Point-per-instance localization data
= = = = =
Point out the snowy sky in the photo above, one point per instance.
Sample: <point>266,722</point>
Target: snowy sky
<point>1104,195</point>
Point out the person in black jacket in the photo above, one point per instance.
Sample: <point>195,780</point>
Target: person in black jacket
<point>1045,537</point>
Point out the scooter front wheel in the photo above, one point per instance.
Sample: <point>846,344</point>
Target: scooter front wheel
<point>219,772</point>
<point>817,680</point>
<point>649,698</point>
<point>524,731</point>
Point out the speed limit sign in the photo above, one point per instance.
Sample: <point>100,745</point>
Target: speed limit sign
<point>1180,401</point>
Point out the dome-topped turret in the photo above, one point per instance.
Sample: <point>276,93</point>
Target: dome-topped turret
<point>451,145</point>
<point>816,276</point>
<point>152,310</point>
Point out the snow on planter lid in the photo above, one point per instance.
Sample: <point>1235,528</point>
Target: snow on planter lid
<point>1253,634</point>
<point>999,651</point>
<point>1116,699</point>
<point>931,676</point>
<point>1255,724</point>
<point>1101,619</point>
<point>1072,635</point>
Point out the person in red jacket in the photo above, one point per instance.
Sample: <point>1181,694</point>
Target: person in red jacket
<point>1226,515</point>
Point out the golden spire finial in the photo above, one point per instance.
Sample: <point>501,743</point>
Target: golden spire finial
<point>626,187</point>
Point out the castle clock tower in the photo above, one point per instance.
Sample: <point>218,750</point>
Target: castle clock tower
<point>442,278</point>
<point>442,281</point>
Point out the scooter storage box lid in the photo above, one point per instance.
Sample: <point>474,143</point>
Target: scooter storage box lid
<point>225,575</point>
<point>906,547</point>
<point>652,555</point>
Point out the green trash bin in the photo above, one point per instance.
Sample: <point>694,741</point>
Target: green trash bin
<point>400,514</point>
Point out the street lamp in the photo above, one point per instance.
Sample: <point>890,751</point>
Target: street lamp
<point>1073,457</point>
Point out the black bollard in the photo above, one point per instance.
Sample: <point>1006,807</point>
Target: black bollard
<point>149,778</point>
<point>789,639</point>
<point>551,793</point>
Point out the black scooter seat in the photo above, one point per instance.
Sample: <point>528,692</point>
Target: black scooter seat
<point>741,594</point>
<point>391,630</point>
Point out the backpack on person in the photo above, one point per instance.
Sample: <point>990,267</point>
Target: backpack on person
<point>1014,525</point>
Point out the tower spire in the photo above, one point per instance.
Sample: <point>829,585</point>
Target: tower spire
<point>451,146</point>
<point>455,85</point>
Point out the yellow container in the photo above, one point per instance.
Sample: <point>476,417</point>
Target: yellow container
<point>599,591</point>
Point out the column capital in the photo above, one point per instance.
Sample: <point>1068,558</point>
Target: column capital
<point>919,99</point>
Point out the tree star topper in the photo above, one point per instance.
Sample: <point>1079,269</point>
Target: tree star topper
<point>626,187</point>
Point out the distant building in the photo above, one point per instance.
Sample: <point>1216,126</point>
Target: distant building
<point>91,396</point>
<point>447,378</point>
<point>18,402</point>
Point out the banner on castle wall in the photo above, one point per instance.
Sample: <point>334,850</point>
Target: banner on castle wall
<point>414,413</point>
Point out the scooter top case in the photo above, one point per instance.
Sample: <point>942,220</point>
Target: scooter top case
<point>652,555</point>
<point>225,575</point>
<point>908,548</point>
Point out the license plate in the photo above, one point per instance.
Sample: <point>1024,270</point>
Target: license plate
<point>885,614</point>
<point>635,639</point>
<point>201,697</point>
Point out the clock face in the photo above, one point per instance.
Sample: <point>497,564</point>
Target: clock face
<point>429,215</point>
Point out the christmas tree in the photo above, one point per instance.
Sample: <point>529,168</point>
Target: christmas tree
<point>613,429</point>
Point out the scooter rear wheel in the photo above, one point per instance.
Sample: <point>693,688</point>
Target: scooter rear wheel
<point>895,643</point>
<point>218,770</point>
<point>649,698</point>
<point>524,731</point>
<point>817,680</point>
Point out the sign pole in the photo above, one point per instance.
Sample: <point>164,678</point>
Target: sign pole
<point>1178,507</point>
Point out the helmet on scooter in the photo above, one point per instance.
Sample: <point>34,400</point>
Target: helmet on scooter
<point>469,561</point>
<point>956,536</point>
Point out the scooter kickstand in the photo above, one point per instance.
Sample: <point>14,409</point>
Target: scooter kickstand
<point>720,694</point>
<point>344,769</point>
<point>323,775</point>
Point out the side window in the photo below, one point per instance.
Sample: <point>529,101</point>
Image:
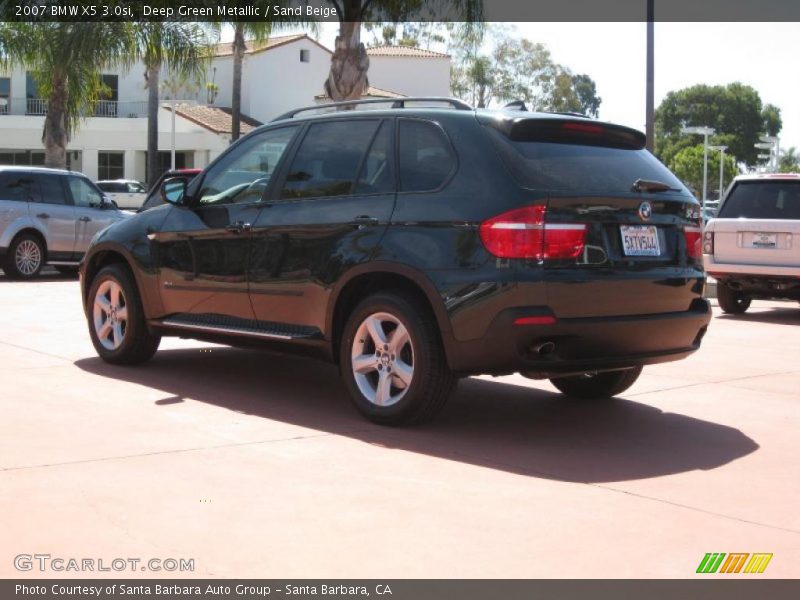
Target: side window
<point>51,189</point>
<point>16,186</point>
<point>243,174</point>
<point>377,174</point>
<point>84,194</point>
<point>326,164</point>
<point>426,159</point>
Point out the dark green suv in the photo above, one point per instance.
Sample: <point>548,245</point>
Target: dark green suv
<point>413,246</point>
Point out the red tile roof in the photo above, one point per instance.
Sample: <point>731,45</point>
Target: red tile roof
<point>214,118</point>
<point>405,51</point>
<point>251,47</point>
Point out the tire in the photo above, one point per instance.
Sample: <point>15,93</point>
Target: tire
<point>67,271</point>
<point>114,289</point>
<point>731,301</point>
<point>597,385</point>
<point>26,257</point>
<point>426,382</point>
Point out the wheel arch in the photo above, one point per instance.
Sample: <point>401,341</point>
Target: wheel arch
<point>378,276</point>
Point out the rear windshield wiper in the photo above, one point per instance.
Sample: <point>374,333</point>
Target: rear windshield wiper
<point>645,185</point>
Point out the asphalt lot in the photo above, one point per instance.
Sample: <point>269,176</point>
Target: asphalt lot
<point>255,465</point>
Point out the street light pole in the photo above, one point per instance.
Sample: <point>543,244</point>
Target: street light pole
<point>650,94</point>
<point>705,132</point>
<point>721,150</point>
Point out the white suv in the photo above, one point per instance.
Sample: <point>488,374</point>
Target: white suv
<point>752,247</point>
<point>48,216</point>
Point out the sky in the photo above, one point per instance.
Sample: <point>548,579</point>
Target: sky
<point>762,55</point>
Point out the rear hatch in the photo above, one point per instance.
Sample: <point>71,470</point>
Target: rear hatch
<point>621,232</point>
<point>759,223</point>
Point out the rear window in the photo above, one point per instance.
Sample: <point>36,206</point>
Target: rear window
<point>763,200</point>
<point>548,165</point>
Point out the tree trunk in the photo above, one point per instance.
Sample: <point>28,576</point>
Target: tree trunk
<point>236,94</point>
<point>153,168</point>
<point>55,136</point>
<point>347,79</point>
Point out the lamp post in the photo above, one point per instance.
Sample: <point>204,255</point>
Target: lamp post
<point>775,148</point>
<point>770,159</point>
<point>705,132</point>
<point>721,150</point>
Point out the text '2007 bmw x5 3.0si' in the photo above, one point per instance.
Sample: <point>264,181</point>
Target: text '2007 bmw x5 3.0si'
<point>414,246</point>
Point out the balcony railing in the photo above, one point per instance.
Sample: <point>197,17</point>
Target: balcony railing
<point>102,108</point>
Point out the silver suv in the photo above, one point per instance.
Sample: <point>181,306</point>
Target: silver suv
<point>48,216</point>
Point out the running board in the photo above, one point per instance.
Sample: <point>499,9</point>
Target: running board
<point>224,325</point>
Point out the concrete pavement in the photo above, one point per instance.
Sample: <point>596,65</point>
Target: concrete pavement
<point>255,465</point>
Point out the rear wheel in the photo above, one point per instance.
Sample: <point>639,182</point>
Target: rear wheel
<point>393,362</point>
<point>117,323</point>
<point>25,257</point>
<point>597,385</point>
<point>731,301</point>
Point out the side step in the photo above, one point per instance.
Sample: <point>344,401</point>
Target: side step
<point>225,325</point>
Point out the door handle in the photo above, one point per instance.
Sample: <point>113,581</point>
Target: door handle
<point>364,220</point>
<point>239,227</point>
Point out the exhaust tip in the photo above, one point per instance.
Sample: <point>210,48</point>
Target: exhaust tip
<point>544,348</point>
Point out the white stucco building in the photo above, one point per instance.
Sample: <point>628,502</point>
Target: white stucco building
<point>285,73</point>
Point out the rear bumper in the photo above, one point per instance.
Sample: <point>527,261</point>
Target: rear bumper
<point>581,344</point>
<point>718,270</point>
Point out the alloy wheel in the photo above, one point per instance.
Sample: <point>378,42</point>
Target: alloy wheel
<point>382,359</point>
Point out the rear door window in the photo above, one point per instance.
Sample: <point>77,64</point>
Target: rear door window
<point>588,166</point>
<point>763,200</point>
<point>426,158</point>
<point>16,186</point>
<point>51,189</point>
<point>328,160</point>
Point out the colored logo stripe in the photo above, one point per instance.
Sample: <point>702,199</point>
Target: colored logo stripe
<point>713,562</point>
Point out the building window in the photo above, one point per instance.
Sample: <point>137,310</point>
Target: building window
<point>5,94</point>
<point>107,106</point>
<point>110,165</point>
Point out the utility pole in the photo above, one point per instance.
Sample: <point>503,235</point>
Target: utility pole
<point>650,94</point>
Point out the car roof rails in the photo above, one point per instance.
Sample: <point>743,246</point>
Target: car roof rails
<point>395,103</point>
<point>517,105</point>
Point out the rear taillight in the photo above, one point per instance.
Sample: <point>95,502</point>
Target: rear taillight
<point>708,242</point>
<point>694,236</point>
<point>523,233</point>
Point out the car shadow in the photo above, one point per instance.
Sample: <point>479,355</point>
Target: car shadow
<point>491,424</point>
<point>790,315</point>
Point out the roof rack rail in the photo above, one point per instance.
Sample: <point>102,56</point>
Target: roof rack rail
<point>395,102</point>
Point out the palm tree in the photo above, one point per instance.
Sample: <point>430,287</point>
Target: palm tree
<point>347,79</point>
<point>185,48</point>
<point>66,61</point>
<point>257,32</point>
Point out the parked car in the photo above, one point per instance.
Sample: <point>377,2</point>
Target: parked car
<point>126,193</point>
<point>751,247</point>
<point>154,194</point>
<point>48,216</point>
<point>414,246</point>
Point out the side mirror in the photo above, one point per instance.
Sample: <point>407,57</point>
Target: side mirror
<point>173,190</point>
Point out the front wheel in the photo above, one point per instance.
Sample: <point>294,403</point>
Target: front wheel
<point>731,301</point>
<point>393,362</point>
<point>25,257</point>
<point>116,318</point>
<point>597,385</point>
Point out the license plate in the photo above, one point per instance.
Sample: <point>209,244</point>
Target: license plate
<point>640,240</point>
<point>764,240</point>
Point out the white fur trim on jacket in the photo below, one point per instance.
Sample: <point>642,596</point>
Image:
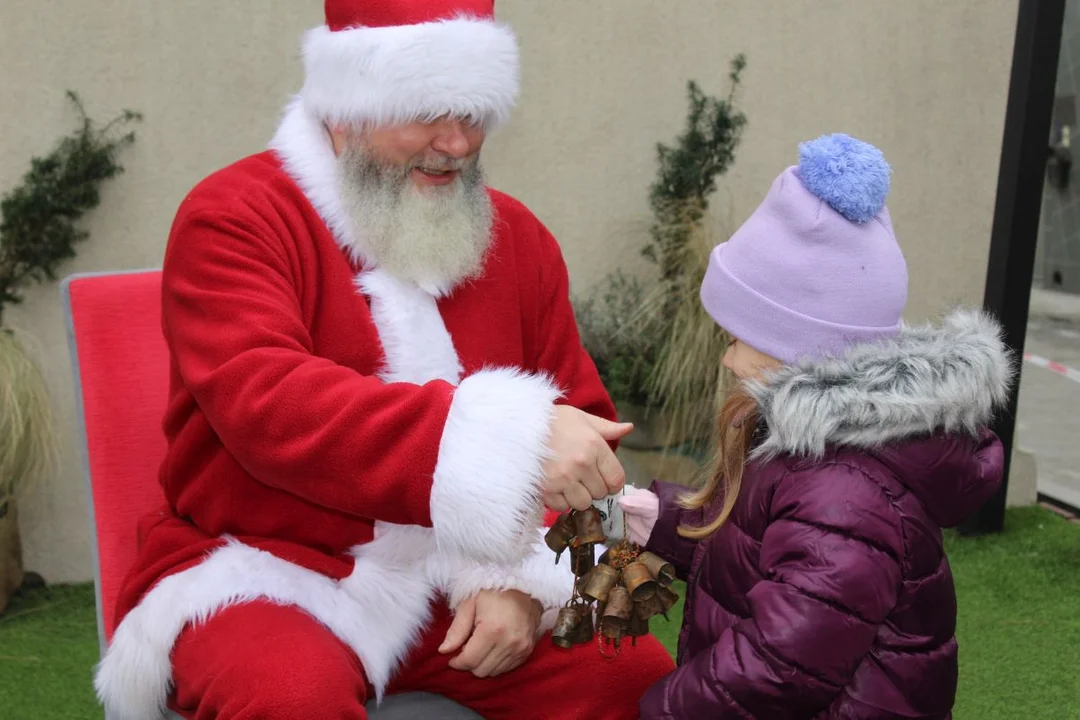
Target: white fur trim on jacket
<point>486,499</point>
<point>378,611</point>
<point>462,67</point>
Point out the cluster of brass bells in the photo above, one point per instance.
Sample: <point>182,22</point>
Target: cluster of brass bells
<point>628,586</point>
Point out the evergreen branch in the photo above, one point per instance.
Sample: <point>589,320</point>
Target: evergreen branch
<point>38,217</point>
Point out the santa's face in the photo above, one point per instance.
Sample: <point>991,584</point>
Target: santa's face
<point>416,198</point>
<point>434,151</point>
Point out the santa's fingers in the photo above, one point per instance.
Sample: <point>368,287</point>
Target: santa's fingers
<point>578,497</point>
<point>475,651</point>
<point>612,474</point>
<point>493,662</point>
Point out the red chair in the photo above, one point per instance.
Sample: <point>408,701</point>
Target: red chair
<point>120,362</point>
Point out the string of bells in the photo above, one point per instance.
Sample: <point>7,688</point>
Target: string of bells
<point>617,596</point>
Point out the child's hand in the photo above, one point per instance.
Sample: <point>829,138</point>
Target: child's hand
<point>640,510</point>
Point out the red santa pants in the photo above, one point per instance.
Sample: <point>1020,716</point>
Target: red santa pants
<point>267,662</point>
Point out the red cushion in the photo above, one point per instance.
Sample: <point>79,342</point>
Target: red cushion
<point>123,372</point>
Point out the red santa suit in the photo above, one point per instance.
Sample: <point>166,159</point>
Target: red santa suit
<point>341,440</point>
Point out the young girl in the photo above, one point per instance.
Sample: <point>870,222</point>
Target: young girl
<point>818,585</point>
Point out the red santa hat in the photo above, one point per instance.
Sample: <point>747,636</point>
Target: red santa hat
<point>386,62</point>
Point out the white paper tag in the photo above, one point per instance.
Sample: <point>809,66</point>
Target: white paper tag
<point>612,517</point>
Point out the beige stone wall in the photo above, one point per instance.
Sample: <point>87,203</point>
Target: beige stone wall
<point>604,81</point>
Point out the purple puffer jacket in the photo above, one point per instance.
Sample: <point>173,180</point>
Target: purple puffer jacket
<point>827,594</point>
= = = = =
Wherever the string "below" appears in the data above, copy the line it sits in.

OUTPUT FOR THIS EXERCISE:
Point out the side window in the photo below, one point per instance.
Point out the white fur trim on jacket in the photo below, one point per instance.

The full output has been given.